## Exercise instructions
Put every line of the data below into a numbered list, skipping any blank lines.

## Exercise materials
# # # #
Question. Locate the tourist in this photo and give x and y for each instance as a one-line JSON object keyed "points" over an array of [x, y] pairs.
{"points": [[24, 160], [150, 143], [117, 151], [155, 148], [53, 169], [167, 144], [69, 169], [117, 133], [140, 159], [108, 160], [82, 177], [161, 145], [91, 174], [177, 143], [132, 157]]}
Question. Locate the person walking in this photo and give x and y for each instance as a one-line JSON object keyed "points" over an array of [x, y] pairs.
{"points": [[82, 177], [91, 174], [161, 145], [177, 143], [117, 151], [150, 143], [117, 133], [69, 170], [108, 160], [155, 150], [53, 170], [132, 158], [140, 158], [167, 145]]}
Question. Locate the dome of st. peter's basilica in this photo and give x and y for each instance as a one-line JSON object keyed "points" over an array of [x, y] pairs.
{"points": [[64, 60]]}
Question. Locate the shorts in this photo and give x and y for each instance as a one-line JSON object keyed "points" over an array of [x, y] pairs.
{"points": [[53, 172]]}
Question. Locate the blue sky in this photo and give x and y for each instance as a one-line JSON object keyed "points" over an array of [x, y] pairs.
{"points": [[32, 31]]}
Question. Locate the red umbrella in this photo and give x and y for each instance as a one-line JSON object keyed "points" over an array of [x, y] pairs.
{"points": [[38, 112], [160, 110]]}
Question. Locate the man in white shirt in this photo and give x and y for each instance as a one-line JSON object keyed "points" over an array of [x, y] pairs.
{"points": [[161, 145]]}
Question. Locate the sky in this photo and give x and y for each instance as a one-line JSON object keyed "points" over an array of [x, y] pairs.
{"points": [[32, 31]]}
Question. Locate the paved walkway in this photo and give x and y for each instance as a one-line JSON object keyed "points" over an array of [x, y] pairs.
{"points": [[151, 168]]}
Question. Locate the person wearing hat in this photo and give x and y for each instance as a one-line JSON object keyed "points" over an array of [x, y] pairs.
# # # #
## Complete output
1. Question. Locate the tourist in this photo and give x and y for each instance as a one-line JSON object keyed "points" over an array of [x, y] pairs.
2. {"points": [[24, 160], [150, 143], [117, 151], [155, 148], [53, 169], [167, 144], [69, 169], [117, 133], [140, 159], [108, 160], [82, 177], [161, 145], [91, 174], [177, 143], [132, 157]]}
3. Question. Locate the person walking in this photo and give x and y for each instance as a one-line JSON object keyed "points" over an array of [x, y] pairs.
4. {"points": [[82, 177], [91, 174], [161, 145], [177, 143], [117, 151], [150, 143], [117, 133], [69, 170], [108, 160], [155, 150], [53, 170], [132, 158], [140, 158], [167, 145]]}
5. Question. Locate the dome of st. peter's basilica in this photo and give x and y for each instance as a one-line JSON object keyed "points" over an array of [x, y] pairs.
6. {"points": [[64, 60]]}
7. Question. Locate the shorts in this photo and give x and y for each instance as a one-line JSON object keyed "points" over an array of [x, y] pairs.
8. {"points": [[53, 172]]}
9. Question. Locate the blue sky in this photo and give x and y for each instance as a one-line JSON object keyed "points" over an array of [x, y] pairs.
10. {"points": [[32, 31]]}
11. Question. Locate the red umbrella in this photo and give x and y for each instance as a one-line JSON object keyed "points" over an array of [x, y] pairs.
12. {"points": [[38, 112], [160, 110]]}
13. Question. Locate the man in white shirt in this photo and give x and y for each instance as a one-line JSON object keyed "points" over an array of [x, y] pairs.
14. {"points": [[161, 145]]}
15. Question. Locate the sky in this photo and give x and y for each instance as a one-line JSON object keyed "points" over an array of [x, y] pairs.
16. {"points": [[32, 31]]}
17. Question. Locate the paved walkway in this photo and give x and y for each instance as a one-line JSON object keyed "points" over an array of [x, y] pairs.
18. {"points": [[151, 168]]}
19. Question. Locate the person wearing hat in this photo and give x and y for each instance as a one-line JSON object keyed "points" over an array of [x, y] pairs.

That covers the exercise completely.